▸ GOAL
Swap "pixel coordinates" for "pixel positions" everywhere in the material below and leave every other line unchanged.

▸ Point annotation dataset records
▬▬▬

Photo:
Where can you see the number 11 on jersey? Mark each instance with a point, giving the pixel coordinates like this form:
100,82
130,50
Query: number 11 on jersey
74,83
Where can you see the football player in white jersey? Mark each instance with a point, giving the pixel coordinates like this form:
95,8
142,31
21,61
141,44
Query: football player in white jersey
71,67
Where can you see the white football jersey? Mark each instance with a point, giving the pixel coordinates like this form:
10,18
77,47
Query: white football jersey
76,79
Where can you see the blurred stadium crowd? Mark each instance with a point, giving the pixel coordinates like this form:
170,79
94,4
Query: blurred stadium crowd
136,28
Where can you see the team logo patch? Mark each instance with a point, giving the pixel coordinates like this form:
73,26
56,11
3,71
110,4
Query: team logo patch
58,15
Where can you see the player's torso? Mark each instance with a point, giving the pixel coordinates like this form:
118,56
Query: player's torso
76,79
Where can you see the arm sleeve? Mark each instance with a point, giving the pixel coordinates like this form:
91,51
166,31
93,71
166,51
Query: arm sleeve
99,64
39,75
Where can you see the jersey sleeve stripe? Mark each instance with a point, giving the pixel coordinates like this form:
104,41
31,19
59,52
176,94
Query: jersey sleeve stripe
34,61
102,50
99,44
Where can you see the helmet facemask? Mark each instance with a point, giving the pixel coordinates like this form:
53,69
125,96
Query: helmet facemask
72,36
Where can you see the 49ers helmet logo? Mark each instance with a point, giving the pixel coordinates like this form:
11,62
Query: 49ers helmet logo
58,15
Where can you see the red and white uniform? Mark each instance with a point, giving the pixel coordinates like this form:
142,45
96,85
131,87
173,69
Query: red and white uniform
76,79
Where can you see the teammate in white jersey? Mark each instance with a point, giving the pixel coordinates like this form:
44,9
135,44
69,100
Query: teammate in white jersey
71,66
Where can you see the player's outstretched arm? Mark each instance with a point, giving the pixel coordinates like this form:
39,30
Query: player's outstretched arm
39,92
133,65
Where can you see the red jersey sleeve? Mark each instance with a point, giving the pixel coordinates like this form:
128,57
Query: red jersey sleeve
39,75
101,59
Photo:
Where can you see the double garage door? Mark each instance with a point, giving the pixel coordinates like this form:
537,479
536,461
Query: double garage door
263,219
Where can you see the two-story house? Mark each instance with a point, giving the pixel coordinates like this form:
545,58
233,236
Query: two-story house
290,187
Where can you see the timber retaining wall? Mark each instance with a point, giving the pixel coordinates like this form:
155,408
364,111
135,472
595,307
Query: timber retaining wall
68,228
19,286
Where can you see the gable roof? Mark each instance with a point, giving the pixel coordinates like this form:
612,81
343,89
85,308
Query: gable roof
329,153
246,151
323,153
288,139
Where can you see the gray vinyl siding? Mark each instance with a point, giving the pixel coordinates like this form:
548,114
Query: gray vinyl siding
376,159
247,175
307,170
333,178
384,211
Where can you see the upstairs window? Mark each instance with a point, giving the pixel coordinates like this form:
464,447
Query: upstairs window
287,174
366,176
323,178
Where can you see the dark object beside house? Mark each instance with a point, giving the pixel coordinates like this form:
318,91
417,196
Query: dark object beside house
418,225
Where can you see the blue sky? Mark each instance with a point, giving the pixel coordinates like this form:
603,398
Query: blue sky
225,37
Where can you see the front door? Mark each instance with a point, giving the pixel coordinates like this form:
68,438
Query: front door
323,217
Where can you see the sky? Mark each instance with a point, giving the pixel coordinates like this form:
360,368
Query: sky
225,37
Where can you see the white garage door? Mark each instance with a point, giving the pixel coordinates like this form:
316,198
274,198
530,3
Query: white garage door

▬▬▬

▸ REPLY TO THE TASK
Photo:
Where can you see the number 11 on jersey? Mark each instance with a point, giving the pixel positions like this form:
100,82
130,50
Query: number 11 on jersey
74,83
Where can you see the football player in white jersey? Mark each instance with a point, giving the pixel positions like this form:
95,8
142,31
21,61
141,44
Query: football player in white jersey
71,67
Where can you see the white football jersey? Mark each instance with a point, giving the pixel positions like this form:
10,18
77,47
Query: white football jersey
76,79
Where can you see the blurred stadium crowd? Mark each instance with a point, giving the pixel positions like this form:
170,79
94,4
Query: blurred stadium crowd
136,28
Where can you see the team logo patch? Mark each instance with a point, giving the pixel positions like this form:
73,26
56,11
3,71
110,4
Query: team logo patch
58,15
Where can you see the player's torso? Mark each instance with a point, giving the pixel positions like this form:
118,56
Query: player's torso
76,79
Where can you see the arm sleeve? Mark each instance with a point, giving the pixel positions like this form:
91,51
166,31
93,71
166,51
Query: arm sleeve
99,64
39,75
Where can you see the jersey sleeve stripe? Mark each instance with a point, giving the pixel positions like this form:
104,41
31,19
59,52
176,94
Query: jersey sleeve stripe
34,61
102,50
99,44
Where can you see the helmet facemask? Mark each instance with a point, giving the pixel positions like this form:
53,69
125,96
Query: helmet facemask
72,36
Where can you see the 49ers helmet logo? Mark each instance with a point, giving the pixel positions like this form:
11,62
Query: 49ers helmet logo
58,15
Where can you see the red and white uniform? Mark each instance with a point, giving the pixel positions like this form:
142,45
96,85
131,87
173,69
Query: red and white uniform
76,79
Where can you see the teammate in white jersey? Mark each instance with a point, giving the pixel positions like this form:
44,9
135,44
69,100
Query: teammate in white jersey
71,66
Where can you see the player's outstretched arm? Mark each instance with a point, giving the pixel positions like this form:
39,30
Query: player's outstretched arm
39,92
133,65
Where can you see the red jersey sleeve? Mark each instance with a point, giving the pixel positions like this form:
128,57
Query: red jersey sleeve
39,75
101,59
Photo:
Where can you see the double garage door? Mark each instance with a point, giving the pixel positions like this form:
537,479
536,461
Query: double garage door
263,219
Where can you see the two-story house? Mark each instance with a point, giving the pixel positions like this form:
545,58
233,236
Query: two-story house
290,187
Where can you see the timber retaining wall? Mark each instance with a point, giving the pixel positions like this form:
155,408
364,111
135,472
595,307
Query: timber retaining wall
68,228
19,286
Where can you see the gable roof? Mark each instance with a point, giving the pixel positions like this form:
612,81
343,89
85,308
Query: gable roof
329,153
246,151
323,153
288,139
Where can you see the gray vinyl siding? Mark each instance with a point, giving the pixel positions like this form:
548,114
Query: gray vinyl siding
376,159
247,175
307,170
333,178
384,211
Where can you see the upstairs window? Mark each instance with a point, giving the pixel positions like this form:
464,447
Query: upstairs window
287,174
366,176
323,178
Where can you see the dark object beside house? Mark each instance with a point, giving the pixel positions like this form:
318,91
417,196
Query: dark object beside house
418,225
Where can you see the blue sky? Mark each instance with a point, giving the pixel positions like this form:
603,398
Query: blue sky
225,37
Where can you see the front door? Mark each instance with a point, giving the pixel positions like this form:
68,438
Query: front door
323,217
Where can you see the sky? Mark each instance with a point, giving the pixel positions like this form:
360,368
Query: sky
225,37
Where can you see the white garage door? Mark each instance with a point, giving the pixel positions like this form:
316,198
274,198
530,3
Query: white garage door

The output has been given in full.